(Exercise data)

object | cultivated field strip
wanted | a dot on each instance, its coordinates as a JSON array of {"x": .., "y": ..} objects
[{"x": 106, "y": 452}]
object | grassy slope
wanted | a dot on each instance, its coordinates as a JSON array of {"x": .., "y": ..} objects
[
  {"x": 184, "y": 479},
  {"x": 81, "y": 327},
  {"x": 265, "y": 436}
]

(End Exercise data)

--- What you have to do ---
Exactly reproduce all of the entries above.

--- Task response ---
object | cultivated field strip
wanted | a dot on each instance, its coordinates as a JSON array of {"x": .., "y": ..} objects
[{"x": 106, "y": 452}]
object | grassy slope
wanted | a dot on each instance, its coordinates as a JSON array of {"x": .., "y": ..} objects
[
  {"x": 184, "y": 479},
  {"x": 81, "y": 327},
  {"x": 265, "y": 436}
]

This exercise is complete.